Volume 14 No. 1: 50-57

Pebruari 2022

DOI: 10.24843/bulvet.2022.v14.i01.p08

Buletin Veteriner Udayana

pISSN: 2085-2495; eISSN: 2477-2712

Online pada: http://ojs.unud.ac.id/index.php/buletinvet

Terakreditasi Nasional Sinta 4, berdasarkan Keputusan Direktur Jenderal Pendidikan Tinggi, Riset, dan Teknologi No. 158/E/KPT/2021

Pemberian Tepung Cacing Tanah dalam Pakan terhadap Kadar Hemoglobin dan Indeks Eritrosit Anak Babi Landrace Jantan Setelah Sapih

(THE INFLUENCE OF EARTHWORM MEAL IN FEED TO HEMOGLOBIN LEVEL AND ERYTHROCYTE INDEX OF MALE LANDRACE PIGLETS AFTER WEANING)

Ni Made Dwi Adnyana Pertiwi1*, Ida Bagus Komang Ardana2, Ni Luh Kartini3

1Praktisi Dokter Hewan, Sukawati, Kabupaten Gianyar, Bali;

  • 2Laboratorium Patologi Klinik, Fakultas Kedokteran Hewan, Univesitas Udayana, Jl. Raya Sesetan, Gg. Markisa No. 6. Denpasar Bali;

  • 3Laboratorium Biologi Tanah Konsentrasi Tanah dan Lingkungan, Program Studi Agroekoteknologi Fakultas Pertanian, Univesitas Udayana, Jl. PB. Sudirman, Denpasar Bali.

• **Data Mentah**

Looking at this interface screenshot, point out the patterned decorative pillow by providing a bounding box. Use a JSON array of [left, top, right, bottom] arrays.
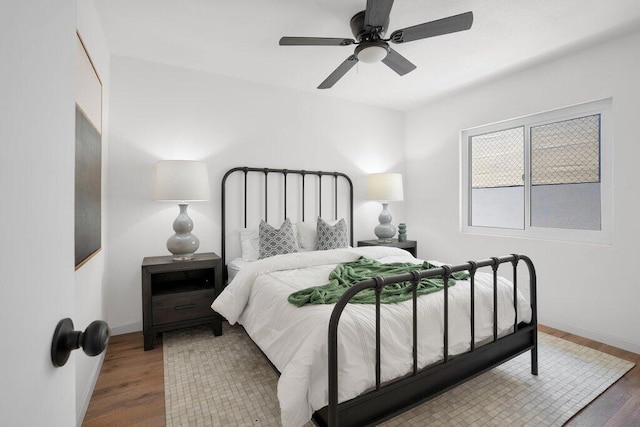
[[317, 217, 349, 251], [258, 218, 298, 259]]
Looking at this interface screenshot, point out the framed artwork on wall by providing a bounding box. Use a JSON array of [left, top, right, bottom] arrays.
[[75, 34, 102, 270]]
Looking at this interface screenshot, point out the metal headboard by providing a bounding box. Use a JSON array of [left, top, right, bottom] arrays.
[[221, 166, 353, 278]]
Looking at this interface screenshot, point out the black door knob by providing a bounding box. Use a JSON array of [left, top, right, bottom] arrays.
[[51, 318, 111, 367]]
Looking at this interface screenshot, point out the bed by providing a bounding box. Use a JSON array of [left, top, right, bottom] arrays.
[[212, 167, 537, 426]]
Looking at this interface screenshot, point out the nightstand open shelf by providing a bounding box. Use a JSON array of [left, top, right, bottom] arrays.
[[142, 253, 223, 350], [358, 239, 418, 257]]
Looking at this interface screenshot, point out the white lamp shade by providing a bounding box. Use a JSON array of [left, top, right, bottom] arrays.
[[367, 173, 404, 202], [153, 160, 210, 202]]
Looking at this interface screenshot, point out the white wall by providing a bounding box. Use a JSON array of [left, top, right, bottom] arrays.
[[107, 56, 405, 332], [405, 28, 640, 352], [73, 0, 110, 425], [0, 0, 77, 426]]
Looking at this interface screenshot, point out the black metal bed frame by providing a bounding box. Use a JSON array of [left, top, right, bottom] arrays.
[[221, 167, 538, 427], [221, 166, 353, 281], [313, 254, 538, 426]]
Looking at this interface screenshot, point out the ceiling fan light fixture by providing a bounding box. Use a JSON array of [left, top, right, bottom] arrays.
[[356, 42, 389, 64]]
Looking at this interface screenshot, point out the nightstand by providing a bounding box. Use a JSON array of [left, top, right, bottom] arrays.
[[142, 253, 224, 351], [358, 239, 418, 257]]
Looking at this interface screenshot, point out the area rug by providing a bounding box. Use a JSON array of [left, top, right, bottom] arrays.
[[162, 323, 634, 426]]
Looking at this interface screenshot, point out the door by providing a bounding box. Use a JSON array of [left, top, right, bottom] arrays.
[[0, 0, 76, 426]]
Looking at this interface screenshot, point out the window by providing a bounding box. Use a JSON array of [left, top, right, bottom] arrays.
[[461, 99, 612, 243]]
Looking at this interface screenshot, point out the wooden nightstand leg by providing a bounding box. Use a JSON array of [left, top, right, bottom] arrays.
[[211, 316, 222, 337], [144, 332, 156, 351]]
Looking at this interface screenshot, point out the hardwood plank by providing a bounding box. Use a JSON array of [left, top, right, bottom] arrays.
[[82, 332, 165, 427], [82, 325, 640, 427]]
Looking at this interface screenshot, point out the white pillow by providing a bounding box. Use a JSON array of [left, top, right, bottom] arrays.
[[240, 228, 260, 261]]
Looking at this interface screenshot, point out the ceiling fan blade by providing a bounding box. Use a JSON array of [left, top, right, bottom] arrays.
[[390, 12, 473, 43], [318, 55, 358, 89], [382, 48, 416, 76], [280, 37, 356, 46], [364, 0, 393, 28]]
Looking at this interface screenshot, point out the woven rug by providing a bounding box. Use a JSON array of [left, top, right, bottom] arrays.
[[162, 322, 634, 426]]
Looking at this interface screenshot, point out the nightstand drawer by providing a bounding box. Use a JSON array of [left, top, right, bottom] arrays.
[[152, 289, 215, 325]]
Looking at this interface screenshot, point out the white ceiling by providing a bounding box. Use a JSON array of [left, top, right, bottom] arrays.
[[96, 0, 640, 111]]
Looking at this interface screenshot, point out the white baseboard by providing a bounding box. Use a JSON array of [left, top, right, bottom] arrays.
[[111, 322, 142, 335], [538, 317, 640, 354], [76, 351, 107, 427]]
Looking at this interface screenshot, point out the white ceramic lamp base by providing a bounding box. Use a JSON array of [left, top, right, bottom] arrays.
[[167, 203, 200, 261], [373, 203, 396, 243]]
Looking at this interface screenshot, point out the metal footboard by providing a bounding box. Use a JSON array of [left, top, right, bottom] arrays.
[[314, 254, 538, 426]]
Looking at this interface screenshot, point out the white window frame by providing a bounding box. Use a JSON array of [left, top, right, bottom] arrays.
[[460, 98, 613, 245]]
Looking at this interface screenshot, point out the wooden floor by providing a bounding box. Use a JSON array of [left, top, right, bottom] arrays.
[[83, 326, 640, 427]]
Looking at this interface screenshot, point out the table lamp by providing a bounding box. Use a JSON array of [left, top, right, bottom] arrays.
[[367, 173, 404, 243], [153, 160, 210, 261]]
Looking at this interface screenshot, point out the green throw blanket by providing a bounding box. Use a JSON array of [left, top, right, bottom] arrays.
[[288, 257, 469, 307]]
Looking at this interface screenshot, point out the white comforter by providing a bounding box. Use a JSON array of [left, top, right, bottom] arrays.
[[212, 247, 531, 427]]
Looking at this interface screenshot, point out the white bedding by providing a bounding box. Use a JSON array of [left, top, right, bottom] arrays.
[[212, 247, 531, 427]]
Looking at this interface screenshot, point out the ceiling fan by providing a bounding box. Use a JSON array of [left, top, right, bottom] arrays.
[[280, 0, 473, 89]]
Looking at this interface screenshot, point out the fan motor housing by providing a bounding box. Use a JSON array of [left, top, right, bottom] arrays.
[[349, 10, 389, 41]]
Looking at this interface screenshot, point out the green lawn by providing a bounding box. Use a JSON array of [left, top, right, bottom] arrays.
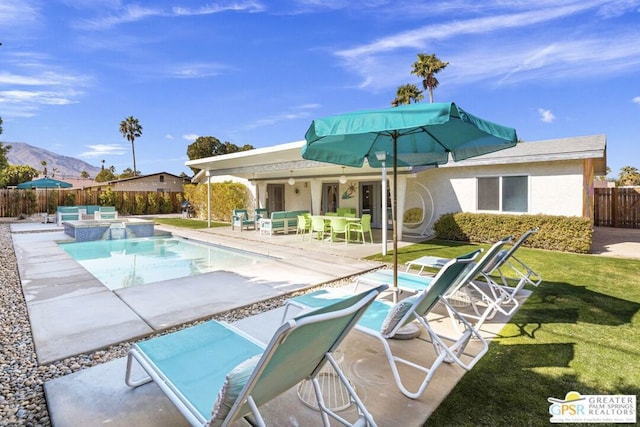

• **Kegiatan**
Tulis ulang dengan persis semua bagian teks tentang tepung cacing tanah, mulai dari "Terakreditasi Nasional Sinta" hingga ke "Sudirman, Denpasar Bali.". Baris-baris di atas tidak diperlukan.

• **Latihan Selesai**
Terakreditasi Nasional Sinta 4, berdasarkan Keputusan Direktur Jenderal Pendidikan Tinggi, Riset, dan Teknologi No. 158/E/KPT/2021

Pemberian Tepung Cacing Tanah dalam Pakan terhadap Kadar Hemoglobin dan Indeks Eritrosit Anak Babi Landrace Jantan Setelah Sapih

(THE INFLUENCE OF EARTHWORM MEAL IN FEED TO HEMOGLOBIN LEVEL AND ERYTHROCYTE INDEX OF MALE LANDRACE PIGLETS AFTER WEANING)

Ni Made Dwi Adnyana Pertiwi1*, Ida Bagus Komang Ardana2, Ni Luh Kartini3

1Praktisi Dokter Hewan, Sukawati, Kabupaten Gianyar, Bali;

  • 2Laboratorium Patologi Klinik, Fakultas Kedokteran Hewan, Univesitas Udayana, Jl. Raya Sesetan, Gg. Markisa No. 6. Denpasar Bali;

  • 3Laboratorium Biologi Tanah Konsentrasi Tanah dan Lingkungan, Program Studi Agroekoteknologi Fakultas Pertanian, Univesitas Udayana, Jl. PB. Sudirman, Denpasar Bali.